> _EXTRACT PROVIDED_:
Start of Block

Fisher has the goods to back up his claims, even if the numbers are obviously skewed to best represent his program. But how does his résumé compare to those coaching some of the country's other top programs?
I tried to come up with a way to accurately discern which schools play the most freshmen and decided true freshmen letterwinners was the simplest and most effective way to crunch the numbers. To earn a letter, a player has to actually play consistently through the season. The disclaimer is each program can use different benchmarks when awarding letters, but there is never going to be a perfect way.
I began with Florida State's, looking back at the 2011-2013 classes. To properly quantify the data from Florida State, I decided I'd look at the five schools ranked highest in the preseason polls that have had its coach in place at least five seasons. Oregon's Mark Helfrich was offered an exemption because he was promoted from within and is in his sixth season with the Ducks. Coaches in place at least five years was the stipulation since an incoming coach might be susceptible to playing the prospects he recruited or having a number of transfers that could open up starting or rotational spots.
The criteria: Each class was looked at and the total number of signees was pared down to just those who enrolled as members of the football team in the fall. Junior college signees were excluded, as were any recruits who were academically or medically disqualified before playing a game. That explains why the total number of freshmen for our purposes might look different than what might be seen on RecruitingNation. Any true freshmen who spent a year at a post-graduate or prep school was also excluded. Redshirt freshmen were disqualified, too.
Bottom line is if the player was not a part of the football team the fall following his high school graduation, he was excluded.
Nearly all of the data was collected after poring through media guides and archives, although the communications departments at some of the schools were also helpful providing numbers and deserve recognition.
So, here is the actual data:
It is hardly a coincidence that Fisher and Alabama's Nick Saban, who mentored Fisher at LSU, have identical percentages of true freshmen earning a letter. Fisher and Saban arguably have been the two best recruiters over the last few cycles, and, the data shows those two are not going to keep young talent off the field simply because of age. Nearly half of the true freshmen at Alabama and Florida State lettered over the last three seasons.
Mark Dantonio has built Michigan State into a national title contender in a different manor, relying on experience. Only 12 percent of true freshmen lettered over the last three seasons. Recruiting to Michigan State is not the easy task it is at some other top-10 programs, and the Spartans are not recruiting as many ESPN 300-level players as the likes of Alabama and Florida State.
It should be noted Michigan State, Oklahoma and Oregon don't have quite the recruiting base Alabama and Florida State do.

End of Block

> _DATA EXCERPTS_:
Start of Block

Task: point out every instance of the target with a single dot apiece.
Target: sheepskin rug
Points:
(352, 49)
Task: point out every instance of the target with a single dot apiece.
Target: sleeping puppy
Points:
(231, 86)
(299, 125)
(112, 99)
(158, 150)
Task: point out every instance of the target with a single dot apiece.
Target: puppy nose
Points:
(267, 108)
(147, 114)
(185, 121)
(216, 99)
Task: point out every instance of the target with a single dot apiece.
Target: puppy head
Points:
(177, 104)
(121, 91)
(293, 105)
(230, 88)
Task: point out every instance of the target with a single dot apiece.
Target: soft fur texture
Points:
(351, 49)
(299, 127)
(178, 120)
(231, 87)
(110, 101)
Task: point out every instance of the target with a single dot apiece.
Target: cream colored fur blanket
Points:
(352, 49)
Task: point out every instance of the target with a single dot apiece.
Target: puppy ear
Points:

End of Block

> _PROBLEM 1_:
Name every college football coach mentioned in the passage on true freshmen letterwinners, along with the school each one is tied to there.
> _PROBLEM 2_:
Carry the passage on true freshmen letterwinners forward from its last sentence.
The rows are separate material and have nothing to do with the passage on true freshmen letterwinners.

> _YOUR RESPONSE 1_:
Fisher (Florida State), Mark Helfrich (Oregon), Nick Saban (Alabama), Mark Dantonio (Michigan State)

> _YOUR RESPONSE 2_:
Inquiring minds want to see how that 45 percent stacks up to some of the other top programs in the country, so even though they did not fit the criteria I looked at a few other schools with coaches in place at least five seasons and lately in the top half of the rankings. LSU was worth a look considering it's Les Miles' 10th season in Baton Rouge and, like Fisher and Saban, has recruited exceptionally well for a long period of time. Mark Richt is in his 14th season at Georgia and, like Miles, usually has a highly-regarded recruiting class. Steve Spurrier is in his 10th season at South Carolina and has steadily improved the Gamecocks' class to the point that the 2015 class is No. 5 nationally. Dabo Swinney has turned Clemson from a perennial disappointment into a two-time BCS bowl participant. And Ohio State and Texas A&M, mainly because it's worth seeing how third-year Buckeyes coach Urban Meyer fares considering he frequently voices his preference to avoid redshirting. Kevin Sumlin is also in the process of trying to build an SEC power that can compete with Alabama and LSU in the SEC West.
For the Buckeyes, out of the 69 true freshmen to land in Columbus, Ohio, from 2011-2013, 31 lettered -- the same 45 percent. Looking at just Meyer's two seasons, however, he is decimals ahead of Fisher and Saban at 46 percent (21 out of 46), thanks in large part to 14 freshmen letterwinners in his first season.
Georgia's Mark Richt has a percentage of nearly 50 percent, but the Bulldogs' numbers might be the most skewed. Along with South Carolina, the Bulldogs had several recruits that either did not qualify or spent time at a prep school or junior college. Also, Georgia's long list of dismissals and transfers is well documented, and all of the departures has opened up spots for freshmen to earn immediate playing time.
It is Miles, though, who plays a higher percentage of freshmen than all of the others. Twelve true freshmen lettered for LSU in both 2012 and 2013, and another nine earned a letter in 2011. There were a total of 65 applicable freshmen to enter LSU during that span and 33 of them lettered. That's a percentage of 51 percent.
Certainly the numbers will fluctuate year to year, and coaches at every single program are playing freshmen more frequently than ever before. When taking into account the timeline is over three years, LSU averages just one more freshman letterwinner per season than Alabama and Florida State. For our intents and purposes, though, the data shows which top programs consistently play the most freshmen in this new era of freshmen phenoms.
And, uh, FYI, Alabama has 19 ESPN 300 players prepping for their freshmen season this fall. LSU has 16, and Florida State isn't far off with 13 of their own.
- The final verdict on Joe Mixon's discipline Monday -- a one-season suspension and removal from the roster -- evoked an excellent column from Berry Tramel of The Oklahoman, who writes that no matter what a courtroom decides, Mixon will always been the guy who hit the girl. Powerful stuff, and Tramel is dead-on. Mixon is now stuck with a reputation that will endure well beyond one football season. He's right, too, that if the video gets released this might get worse for the freshman running back. John E. Hoover of the Tulsa World mentions an OU precedent Mixon might want to follow: Dusty Dvoracek, who rejoined the Sooners a year after a similar incident and still had a productive career.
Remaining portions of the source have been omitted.